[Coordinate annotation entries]
************

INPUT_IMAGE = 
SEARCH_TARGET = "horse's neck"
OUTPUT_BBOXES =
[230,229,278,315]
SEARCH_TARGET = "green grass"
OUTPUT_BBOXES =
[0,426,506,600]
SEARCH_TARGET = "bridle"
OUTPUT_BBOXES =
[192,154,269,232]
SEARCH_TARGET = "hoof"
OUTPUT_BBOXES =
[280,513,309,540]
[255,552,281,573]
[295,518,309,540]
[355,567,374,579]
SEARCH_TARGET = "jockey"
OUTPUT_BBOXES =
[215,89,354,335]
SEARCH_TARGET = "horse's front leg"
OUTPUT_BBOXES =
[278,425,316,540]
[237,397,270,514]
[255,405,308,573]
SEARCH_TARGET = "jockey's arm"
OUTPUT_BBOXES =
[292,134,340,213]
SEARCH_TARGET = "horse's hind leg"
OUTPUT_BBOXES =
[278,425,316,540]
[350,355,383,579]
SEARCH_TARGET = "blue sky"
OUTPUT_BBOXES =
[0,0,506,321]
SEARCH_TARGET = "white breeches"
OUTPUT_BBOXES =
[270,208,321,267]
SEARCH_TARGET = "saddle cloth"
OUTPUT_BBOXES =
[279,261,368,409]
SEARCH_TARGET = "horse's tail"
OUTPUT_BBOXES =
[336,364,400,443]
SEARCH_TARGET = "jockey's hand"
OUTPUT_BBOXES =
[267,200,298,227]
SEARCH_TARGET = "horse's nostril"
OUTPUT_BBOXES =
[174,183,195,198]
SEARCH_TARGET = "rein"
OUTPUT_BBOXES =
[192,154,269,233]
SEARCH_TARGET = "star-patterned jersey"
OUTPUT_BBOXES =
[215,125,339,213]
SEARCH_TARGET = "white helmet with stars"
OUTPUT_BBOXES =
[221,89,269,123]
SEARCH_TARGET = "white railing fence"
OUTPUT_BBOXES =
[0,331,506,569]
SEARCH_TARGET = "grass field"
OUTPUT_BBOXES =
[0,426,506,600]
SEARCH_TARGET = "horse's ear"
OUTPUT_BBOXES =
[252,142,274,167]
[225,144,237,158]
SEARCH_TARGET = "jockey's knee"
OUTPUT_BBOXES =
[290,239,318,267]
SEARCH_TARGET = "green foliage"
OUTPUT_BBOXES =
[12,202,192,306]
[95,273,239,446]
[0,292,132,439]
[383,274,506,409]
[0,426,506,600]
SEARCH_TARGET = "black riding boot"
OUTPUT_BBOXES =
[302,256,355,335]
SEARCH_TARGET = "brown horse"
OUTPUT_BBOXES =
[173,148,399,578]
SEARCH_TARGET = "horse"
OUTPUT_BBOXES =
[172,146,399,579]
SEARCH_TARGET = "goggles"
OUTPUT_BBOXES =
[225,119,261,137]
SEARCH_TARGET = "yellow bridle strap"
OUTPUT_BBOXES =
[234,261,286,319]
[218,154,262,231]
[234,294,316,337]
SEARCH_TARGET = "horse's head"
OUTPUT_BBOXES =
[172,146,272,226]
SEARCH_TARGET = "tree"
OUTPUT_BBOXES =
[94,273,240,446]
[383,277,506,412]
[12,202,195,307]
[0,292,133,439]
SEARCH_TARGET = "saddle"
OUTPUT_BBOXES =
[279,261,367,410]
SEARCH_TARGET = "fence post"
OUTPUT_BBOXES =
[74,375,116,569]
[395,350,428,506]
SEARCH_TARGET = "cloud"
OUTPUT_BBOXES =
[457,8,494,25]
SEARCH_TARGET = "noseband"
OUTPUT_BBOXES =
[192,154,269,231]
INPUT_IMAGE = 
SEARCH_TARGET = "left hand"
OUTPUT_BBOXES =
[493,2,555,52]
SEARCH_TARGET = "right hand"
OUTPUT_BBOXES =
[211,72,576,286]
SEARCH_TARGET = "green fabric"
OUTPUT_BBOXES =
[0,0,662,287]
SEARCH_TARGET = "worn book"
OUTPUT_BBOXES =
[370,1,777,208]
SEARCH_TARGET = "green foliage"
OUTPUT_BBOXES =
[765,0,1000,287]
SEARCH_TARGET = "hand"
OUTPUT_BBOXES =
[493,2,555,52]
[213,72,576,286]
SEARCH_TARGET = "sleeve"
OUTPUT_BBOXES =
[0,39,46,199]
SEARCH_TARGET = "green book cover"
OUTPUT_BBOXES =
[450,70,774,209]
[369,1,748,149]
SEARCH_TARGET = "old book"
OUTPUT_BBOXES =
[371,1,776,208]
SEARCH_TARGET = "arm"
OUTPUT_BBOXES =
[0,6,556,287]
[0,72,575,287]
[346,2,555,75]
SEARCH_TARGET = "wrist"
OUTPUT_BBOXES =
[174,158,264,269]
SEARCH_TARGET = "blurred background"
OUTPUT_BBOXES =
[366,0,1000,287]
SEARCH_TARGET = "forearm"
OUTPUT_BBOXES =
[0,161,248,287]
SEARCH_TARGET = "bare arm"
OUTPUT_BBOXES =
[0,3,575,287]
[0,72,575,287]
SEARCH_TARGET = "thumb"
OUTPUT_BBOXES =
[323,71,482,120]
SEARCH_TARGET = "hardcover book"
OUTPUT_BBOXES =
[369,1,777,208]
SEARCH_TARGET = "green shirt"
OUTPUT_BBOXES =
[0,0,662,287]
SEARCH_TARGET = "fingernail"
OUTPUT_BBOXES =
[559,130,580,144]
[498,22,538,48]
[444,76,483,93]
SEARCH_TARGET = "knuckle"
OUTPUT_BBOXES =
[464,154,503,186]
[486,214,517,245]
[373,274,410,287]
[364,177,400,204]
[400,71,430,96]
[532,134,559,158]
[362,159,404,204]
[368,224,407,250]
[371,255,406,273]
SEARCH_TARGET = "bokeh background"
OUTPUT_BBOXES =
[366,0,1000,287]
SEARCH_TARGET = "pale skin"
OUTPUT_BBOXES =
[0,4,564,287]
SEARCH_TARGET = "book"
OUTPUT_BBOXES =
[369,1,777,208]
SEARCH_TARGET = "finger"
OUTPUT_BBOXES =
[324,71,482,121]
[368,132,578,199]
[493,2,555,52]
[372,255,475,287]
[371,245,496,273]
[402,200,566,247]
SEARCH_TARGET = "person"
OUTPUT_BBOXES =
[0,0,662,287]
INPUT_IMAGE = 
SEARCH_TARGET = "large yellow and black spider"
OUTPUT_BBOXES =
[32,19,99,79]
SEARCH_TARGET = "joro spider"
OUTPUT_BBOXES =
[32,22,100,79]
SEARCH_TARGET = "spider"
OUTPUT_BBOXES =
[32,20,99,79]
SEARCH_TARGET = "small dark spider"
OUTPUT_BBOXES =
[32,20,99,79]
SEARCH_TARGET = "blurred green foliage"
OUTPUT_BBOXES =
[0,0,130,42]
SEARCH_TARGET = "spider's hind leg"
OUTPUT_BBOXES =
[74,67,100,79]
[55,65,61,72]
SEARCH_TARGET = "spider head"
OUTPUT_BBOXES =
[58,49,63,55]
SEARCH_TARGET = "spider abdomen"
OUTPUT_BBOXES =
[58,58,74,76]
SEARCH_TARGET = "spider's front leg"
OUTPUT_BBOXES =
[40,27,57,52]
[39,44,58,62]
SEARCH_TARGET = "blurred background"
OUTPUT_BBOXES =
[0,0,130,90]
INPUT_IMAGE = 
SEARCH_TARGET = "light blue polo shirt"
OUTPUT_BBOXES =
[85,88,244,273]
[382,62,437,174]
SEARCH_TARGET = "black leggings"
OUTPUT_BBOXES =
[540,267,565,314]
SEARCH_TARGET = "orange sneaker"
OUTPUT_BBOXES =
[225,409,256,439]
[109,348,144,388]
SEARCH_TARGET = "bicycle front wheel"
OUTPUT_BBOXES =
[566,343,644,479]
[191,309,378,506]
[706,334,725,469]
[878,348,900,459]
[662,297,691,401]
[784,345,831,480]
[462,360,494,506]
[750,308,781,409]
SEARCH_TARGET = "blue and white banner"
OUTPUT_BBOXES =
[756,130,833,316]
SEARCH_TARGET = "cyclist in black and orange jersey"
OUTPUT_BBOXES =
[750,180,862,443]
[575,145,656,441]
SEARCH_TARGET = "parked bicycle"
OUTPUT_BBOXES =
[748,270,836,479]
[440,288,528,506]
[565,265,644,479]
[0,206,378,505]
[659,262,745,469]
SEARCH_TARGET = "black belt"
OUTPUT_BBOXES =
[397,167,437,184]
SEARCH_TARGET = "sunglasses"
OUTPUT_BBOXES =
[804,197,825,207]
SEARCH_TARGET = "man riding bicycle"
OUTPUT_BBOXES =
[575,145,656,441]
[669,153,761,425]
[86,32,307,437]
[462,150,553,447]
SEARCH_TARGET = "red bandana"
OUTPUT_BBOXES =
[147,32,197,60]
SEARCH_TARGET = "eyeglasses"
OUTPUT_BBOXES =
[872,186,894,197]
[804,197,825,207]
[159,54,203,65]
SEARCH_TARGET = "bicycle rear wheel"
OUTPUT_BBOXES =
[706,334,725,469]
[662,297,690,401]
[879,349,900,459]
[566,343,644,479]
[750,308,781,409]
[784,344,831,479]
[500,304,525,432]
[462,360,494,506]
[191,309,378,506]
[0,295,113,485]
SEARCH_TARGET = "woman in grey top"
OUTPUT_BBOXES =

************

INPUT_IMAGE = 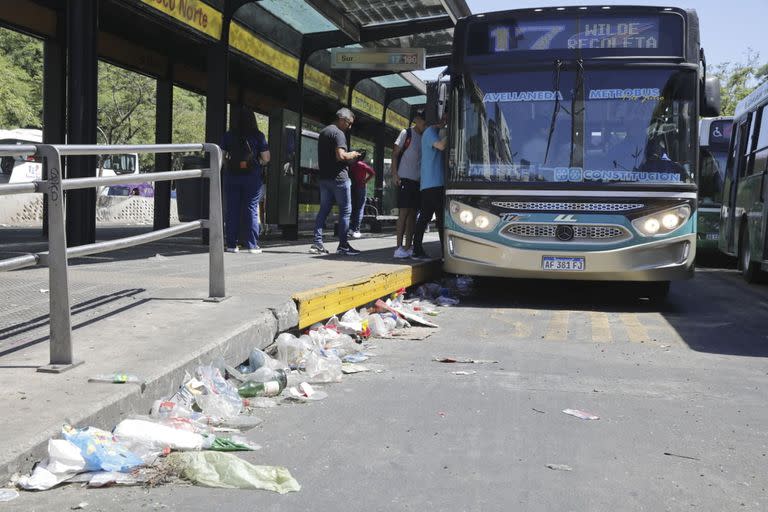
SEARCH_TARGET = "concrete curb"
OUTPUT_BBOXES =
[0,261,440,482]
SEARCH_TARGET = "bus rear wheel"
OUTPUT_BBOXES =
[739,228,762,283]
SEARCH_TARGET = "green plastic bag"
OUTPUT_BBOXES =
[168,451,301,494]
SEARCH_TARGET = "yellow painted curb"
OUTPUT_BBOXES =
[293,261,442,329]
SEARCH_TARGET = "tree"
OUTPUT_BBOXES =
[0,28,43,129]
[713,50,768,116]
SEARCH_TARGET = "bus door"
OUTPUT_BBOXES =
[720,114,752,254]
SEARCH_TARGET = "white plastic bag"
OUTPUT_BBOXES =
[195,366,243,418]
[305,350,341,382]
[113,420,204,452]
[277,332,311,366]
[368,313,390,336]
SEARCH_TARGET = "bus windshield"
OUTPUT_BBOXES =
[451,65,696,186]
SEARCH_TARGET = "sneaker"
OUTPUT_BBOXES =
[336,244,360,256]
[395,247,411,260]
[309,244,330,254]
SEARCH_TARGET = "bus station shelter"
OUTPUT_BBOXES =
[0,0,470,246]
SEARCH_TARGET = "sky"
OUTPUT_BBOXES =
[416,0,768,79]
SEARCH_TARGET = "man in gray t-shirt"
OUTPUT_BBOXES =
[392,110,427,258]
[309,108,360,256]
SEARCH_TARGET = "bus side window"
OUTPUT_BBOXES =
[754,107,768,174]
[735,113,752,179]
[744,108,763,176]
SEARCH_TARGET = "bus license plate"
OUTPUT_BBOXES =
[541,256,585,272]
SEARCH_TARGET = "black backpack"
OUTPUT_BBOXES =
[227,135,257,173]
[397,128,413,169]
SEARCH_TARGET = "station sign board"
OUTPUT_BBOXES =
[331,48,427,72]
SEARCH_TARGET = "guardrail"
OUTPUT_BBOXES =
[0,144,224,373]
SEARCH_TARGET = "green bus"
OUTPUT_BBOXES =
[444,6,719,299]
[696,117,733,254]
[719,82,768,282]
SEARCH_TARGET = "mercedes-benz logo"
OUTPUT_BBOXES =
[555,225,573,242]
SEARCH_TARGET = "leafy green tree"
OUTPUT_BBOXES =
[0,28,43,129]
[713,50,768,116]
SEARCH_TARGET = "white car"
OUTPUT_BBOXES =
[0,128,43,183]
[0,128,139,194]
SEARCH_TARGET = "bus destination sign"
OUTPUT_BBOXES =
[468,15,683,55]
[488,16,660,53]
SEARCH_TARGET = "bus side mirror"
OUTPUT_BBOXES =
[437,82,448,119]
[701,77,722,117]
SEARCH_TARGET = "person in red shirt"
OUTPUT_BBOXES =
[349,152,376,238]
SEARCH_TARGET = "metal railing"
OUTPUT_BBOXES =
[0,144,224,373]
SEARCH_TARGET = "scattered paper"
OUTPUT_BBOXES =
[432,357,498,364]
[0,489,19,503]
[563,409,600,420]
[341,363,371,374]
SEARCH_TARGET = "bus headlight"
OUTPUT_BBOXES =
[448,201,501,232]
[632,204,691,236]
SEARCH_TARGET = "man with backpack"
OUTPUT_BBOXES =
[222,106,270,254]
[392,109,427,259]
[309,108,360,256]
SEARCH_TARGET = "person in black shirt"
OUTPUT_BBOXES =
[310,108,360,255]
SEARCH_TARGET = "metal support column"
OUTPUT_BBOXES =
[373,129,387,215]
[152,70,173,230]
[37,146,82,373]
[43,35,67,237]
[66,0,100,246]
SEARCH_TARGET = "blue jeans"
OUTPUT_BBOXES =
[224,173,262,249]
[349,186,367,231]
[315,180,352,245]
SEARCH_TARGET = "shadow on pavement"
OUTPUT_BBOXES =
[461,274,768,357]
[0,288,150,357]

************

_WRITTEN REQUEST:_ Return every line of the records that contains the string "metal", matching case exactly.

_TASK SOLUTION:_
SEARCH_TARGET = "metal railing"
SEARCH_TARGET = "metal support column"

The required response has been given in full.